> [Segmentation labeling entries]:
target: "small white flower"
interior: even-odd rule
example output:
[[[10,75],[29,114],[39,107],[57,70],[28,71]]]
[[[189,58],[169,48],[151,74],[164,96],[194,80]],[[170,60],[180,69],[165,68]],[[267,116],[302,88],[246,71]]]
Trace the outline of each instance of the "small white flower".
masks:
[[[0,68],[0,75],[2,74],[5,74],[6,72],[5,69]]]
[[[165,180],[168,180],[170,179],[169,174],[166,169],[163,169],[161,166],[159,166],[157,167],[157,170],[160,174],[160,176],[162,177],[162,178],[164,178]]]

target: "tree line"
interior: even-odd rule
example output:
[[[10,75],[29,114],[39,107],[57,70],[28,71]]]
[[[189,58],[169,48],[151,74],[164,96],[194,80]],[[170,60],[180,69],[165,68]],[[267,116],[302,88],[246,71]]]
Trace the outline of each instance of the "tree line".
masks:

* * *

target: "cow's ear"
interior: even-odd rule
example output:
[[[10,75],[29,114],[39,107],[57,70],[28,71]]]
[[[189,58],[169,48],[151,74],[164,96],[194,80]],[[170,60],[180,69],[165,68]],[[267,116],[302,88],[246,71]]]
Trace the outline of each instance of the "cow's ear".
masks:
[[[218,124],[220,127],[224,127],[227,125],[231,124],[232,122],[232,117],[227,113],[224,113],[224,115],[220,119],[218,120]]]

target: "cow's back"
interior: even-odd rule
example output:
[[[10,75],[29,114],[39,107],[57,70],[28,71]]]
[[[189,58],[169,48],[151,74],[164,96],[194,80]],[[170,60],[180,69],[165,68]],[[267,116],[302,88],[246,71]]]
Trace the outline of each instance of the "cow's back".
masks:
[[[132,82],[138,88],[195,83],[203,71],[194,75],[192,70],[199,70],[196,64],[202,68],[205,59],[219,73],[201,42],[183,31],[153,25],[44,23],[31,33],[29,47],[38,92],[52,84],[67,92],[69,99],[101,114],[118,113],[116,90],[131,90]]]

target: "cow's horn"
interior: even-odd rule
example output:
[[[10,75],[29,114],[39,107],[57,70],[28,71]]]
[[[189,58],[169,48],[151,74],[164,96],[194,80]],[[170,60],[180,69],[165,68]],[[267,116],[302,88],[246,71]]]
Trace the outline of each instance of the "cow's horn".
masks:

> [TO BE DONE]: Pull out each line of the records that contains the string "horn", and list the lines in order.

> [TASK ANSWER]:
target: "cow's horn"
Trace the outline of each instance of the "cow's horn".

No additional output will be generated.